Extract to read ->
• • • • •
I sort of agree with Eric's opening paragraph. An engaged and knowledgeable electorate are the foundation of a strong democracy. A predominantly uninformed electorate that is driven by short-hand emotional appeals is not a good thing for democracy, regardless of the ideological bent of the herders.
"Of course I would rather you not vote today if you don’t appreciate the gravity of the threat to democracy itself posed by so many Republican candidates, but either way, traditional non-voters should get out there while they still have the chance, as we see in the following item." --Zorn
The false accusation is that republicans are undermining democracy in America with their “extreme” positions, or that as a whole they are extremist characters in themselves; people commonly see this claim on TV or read about it in the papers every day. Another way of saying this is that – especially in an election season -- politically zealous (republican) people holding everyday strict moral beliefs are vying for political power in democratic territory; it seems to me that what is going on is that the Democrats have established a media narrative accusing the Republicans of undermining democracy, augmented by the public narrative claiming that the January 6th insurrection of the United States Capitol was an explicit attack on democracy (the structure and ideology) itself, as if domestically the republicans represent an invading foreign power -- another political ideology – like fascism, totalitarianism, or socialism, for example. The claim assumes truth in esse (in essence). This is deceptive, dishonest, and apathetic as pertains to power and control in America, especially since it is this fictitious narrative that we hear projected in the media every day. Who will save us? Is the republican situation any better? No. They’re like two mad dogs in a ring fighting to the bloody death; and how does this help America? What are our limits on free speech and do they include dogmatic moralism, which it seems is pro et contra (for and against) many everyday issues of life? How are people to conduct themselves with respect to political discussion in America, especially during election season?
• • • • •
Source material ->
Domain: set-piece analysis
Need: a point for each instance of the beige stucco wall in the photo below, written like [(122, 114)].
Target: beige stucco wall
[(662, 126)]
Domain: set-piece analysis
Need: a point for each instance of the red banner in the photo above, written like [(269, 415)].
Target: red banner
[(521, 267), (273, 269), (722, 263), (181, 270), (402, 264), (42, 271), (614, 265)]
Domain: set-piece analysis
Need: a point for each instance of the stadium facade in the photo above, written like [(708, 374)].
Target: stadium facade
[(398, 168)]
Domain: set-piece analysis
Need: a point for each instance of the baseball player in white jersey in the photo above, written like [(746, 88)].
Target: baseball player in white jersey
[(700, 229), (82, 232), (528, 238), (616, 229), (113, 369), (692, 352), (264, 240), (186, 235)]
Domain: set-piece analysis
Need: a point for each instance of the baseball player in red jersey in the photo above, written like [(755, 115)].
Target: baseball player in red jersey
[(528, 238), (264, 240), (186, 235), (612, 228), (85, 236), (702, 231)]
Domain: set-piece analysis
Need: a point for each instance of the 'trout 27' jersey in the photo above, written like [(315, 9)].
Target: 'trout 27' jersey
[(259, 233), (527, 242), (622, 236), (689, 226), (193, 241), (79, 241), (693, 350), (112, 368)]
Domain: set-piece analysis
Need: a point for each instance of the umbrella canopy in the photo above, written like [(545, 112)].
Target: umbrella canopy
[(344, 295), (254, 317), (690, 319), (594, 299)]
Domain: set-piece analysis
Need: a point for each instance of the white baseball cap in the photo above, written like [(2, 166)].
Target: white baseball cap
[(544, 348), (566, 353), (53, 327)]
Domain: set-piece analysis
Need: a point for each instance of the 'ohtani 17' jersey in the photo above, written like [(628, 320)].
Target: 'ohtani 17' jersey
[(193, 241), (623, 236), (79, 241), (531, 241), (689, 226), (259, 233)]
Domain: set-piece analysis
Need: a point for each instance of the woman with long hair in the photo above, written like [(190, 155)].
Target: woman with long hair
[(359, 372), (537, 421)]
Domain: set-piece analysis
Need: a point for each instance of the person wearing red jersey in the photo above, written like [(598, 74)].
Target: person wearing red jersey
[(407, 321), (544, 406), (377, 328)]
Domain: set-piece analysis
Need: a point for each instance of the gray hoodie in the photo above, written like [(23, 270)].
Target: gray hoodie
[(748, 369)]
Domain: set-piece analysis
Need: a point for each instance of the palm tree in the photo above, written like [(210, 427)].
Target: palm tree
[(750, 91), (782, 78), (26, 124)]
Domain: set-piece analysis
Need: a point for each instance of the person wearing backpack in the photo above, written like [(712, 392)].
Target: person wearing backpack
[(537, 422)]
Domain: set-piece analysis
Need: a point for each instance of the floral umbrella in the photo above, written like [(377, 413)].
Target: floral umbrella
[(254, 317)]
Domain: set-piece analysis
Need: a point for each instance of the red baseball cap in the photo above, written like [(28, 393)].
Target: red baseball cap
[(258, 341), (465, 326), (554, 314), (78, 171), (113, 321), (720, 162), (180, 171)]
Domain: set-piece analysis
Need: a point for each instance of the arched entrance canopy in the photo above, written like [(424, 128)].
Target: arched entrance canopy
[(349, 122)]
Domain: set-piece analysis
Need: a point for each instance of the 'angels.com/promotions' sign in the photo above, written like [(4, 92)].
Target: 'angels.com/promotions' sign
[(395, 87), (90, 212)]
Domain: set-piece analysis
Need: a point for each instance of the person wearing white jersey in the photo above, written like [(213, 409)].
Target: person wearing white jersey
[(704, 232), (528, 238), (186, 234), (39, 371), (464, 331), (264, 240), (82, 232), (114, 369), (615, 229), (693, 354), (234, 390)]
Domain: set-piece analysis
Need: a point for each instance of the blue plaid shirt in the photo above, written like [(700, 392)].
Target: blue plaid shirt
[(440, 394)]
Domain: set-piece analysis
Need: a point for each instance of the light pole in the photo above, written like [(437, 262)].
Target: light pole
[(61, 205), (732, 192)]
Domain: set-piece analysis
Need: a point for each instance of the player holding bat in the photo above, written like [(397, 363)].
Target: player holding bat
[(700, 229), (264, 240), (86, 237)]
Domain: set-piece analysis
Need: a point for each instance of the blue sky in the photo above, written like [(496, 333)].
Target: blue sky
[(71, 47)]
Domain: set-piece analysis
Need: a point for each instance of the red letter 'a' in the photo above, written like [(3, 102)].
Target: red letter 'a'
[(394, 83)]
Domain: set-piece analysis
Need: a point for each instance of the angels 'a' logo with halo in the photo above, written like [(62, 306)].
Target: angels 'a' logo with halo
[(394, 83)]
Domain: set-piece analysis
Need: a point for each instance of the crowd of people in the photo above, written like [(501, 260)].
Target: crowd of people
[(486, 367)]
• • • • •
Work order 1 ->
From the comments on voting and democracy, list the political ideologies the writer gives as examples of what an invading foreign power might represent.
Work order 2 ->
Pick up the comments on voting and democracy right after their final sentence and keep writing them.

Written reply 1 ->
fascism, totalitarianism, socialism

Written reply 2 ->
“ The false accusation is that republicans are undermining democracy in America”
They are.
“ domestically the republicans represent an invading foreign power -- another political ideology – like fascism, totalitarianism, or socialism, for example.”
They do. They’re domestic, but that just makes them worse.
“ How are people to conduct themselves with respect to political discussion in America, especially during election season?”
They should vote against the hundreds of candidates who irrationally deny the results of the 2020 election.
Wow! No grey area in that response. I tried, but have finally hit the breaking point. Will miss tweets and song of the week. I know you write from the heart and wish you the best, but I’m with Shaun. Both sides are devisive and I feel that I too rarely see a balanced view of that in the Picayune.
Hey Eric, any current reflections on Bill Maher's apoplectic pre-apocalyptical prognostication? I have to admit I shared his worries, although maybe at a slightly lower temperature.